-- BEGIN RECORDS PROVIDED --

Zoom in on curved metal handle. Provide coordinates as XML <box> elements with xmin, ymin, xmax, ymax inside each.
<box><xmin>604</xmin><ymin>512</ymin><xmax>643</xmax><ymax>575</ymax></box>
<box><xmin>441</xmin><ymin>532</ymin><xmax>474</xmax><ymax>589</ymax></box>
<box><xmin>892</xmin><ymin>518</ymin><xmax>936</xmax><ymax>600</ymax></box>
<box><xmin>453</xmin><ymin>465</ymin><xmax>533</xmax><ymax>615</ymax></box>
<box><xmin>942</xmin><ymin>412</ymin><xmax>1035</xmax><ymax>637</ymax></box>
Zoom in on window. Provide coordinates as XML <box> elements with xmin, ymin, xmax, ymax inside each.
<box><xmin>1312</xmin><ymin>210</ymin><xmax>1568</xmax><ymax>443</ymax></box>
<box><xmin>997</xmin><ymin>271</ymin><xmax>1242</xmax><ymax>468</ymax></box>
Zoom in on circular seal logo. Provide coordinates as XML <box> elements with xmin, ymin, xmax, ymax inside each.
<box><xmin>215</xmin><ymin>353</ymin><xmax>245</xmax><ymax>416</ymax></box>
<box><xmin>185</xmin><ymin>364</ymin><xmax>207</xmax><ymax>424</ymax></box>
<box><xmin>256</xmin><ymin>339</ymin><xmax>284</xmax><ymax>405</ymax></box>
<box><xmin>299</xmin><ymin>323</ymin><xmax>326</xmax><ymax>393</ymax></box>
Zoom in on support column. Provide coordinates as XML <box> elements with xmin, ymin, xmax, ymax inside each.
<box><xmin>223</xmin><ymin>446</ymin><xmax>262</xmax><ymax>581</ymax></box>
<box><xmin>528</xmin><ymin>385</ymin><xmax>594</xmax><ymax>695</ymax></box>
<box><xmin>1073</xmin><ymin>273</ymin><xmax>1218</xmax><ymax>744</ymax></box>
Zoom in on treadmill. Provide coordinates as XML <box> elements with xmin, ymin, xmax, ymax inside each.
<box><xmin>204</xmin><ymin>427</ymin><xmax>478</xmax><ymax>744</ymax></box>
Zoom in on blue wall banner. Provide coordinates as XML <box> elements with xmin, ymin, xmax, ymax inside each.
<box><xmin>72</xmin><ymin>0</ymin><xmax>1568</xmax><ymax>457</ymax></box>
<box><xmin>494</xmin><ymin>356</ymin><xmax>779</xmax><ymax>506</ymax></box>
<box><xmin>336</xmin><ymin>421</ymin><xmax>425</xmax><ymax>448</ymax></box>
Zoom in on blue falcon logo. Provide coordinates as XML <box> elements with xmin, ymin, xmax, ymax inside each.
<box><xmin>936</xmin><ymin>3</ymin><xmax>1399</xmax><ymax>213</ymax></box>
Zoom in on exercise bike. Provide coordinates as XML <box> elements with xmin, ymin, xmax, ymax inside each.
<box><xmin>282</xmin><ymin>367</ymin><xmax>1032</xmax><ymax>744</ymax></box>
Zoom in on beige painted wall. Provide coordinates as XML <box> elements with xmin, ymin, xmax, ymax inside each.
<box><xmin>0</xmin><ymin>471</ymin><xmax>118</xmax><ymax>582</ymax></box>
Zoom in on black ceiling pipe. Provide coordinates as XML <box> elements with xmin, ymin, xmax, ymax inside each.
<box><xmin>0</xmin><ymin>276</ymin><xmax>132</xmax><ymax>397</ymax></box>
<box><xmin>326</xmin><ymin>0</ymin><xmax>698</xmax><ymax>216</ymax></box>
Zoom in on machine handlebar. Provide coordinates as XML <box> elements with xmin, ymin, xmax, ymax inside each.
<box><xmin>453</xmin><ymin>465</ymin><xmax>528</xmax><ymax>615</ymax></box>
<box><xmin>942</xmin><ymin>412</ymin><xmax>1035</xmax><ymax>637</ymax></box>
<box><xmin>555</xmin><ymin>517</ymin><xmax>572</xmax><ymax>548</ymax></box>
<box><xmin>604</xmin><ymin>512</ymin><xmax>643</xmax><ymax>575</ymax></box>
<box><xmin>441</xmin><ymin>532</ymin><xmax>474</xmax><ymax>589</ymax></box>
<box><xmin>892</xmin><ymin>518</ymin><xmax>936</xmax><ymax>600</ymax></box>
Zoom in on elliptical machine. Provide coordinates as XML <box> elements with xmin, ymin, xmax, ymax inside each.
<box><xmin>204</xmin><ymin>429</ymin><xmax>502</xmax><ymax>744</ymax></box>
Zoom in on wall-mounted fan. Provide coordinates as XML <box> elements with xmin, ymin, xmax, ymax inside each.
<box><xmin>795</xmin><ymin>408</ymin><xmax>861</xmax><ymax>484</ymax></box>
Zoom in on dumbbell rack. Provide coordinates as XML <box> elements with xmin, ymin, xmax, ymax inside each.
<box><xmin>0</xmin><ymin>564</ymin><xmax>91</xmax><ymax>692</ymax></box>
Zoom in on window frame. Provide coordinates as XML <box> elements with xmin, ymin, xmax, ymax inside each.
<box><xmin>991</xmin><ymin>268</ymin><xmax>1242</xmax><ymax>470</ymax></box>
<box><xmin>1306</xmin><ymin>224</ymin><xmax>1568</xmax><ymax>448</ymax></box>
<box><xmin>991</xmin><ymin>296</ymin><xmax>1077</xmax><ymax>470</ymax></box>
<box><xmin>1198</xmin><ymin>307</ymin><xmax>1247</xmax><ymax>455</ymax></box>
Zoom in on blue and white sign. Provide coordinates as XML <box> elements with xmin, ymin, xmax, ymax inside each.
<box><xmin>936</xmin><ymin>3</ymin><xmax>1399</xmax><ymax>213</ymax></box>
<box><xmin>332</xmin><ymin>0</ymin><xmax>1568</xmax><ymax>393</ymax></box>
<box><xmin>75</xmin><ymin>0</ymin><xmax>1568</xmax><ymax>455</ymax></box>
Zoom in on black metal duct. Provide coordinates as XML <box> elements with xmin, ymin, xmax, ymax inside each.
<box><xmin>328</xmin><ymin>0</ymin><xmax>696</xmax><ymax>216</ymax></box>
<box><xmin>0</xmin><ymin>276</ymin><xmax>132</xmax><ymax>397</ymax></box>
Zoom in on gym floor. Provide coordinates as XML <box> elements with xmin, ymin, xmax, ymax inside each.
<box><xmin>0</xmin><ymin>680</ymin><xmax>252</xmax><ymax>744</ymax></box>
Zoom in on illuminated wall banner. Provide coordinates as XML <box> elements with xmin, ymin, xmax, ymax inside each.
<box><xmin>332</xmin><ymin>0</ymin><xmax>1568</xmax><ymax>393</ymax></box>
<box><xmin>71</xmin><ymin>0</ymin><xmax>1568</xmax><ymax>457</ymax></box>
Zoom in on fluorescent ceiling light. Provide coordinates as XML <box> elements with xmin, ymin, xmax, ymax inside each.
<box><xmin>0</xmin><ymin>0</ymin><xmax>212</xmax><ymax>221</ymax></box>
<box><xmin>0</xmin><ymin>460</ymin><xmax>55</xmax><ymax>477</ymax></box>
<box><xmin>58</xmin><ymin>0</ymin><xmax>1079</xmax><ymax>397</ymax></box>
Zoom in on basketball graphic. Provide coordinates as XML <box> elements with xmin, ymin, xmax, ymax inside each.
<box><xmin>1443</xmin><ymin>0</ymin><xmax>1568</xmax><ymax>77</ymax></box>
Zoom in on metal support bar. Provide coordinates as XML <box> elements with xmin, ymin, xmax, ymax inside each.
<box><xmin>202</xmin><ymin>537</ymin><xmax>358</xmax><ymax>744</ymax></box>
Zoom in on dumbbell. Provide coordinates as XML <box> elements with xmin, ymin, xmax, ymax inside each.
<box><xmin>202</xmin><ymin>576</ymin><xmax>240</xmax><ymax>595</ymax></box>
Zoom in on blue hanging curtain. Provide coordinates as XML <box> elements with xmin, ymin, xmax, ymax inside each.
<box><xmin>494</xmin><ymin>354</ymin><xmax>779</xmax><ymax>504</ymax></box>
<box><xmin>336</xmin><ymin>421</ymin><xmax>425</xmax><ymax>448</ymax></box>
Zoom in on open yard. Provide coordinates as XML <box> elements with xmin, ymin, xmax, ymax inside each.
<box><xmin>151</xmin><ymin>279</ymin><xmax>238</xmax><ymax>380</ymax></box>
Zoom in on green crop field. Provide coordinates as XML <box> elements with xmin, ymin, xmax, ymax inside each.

-- END RECORDS PROVIDED --

**PROBLEM DESCRIPTION**:
Reproduce the entries above word for word, from the line with "Zoom in on open" through the final line of the entries, including both.

**REPLY**:
Zoom in on open yard. Provide coordinates as XML <box> elements with xmin, ymin, xmax, ymax inside each.
<box><xmin>151</xmin><ymin>279</ymin><xmax>238</xmax><ymax>380</ymax></box>
Zoom in on green crop field. Provide coordinates as XML <box> elements with xmin, ymin, xmax, ymax inside each.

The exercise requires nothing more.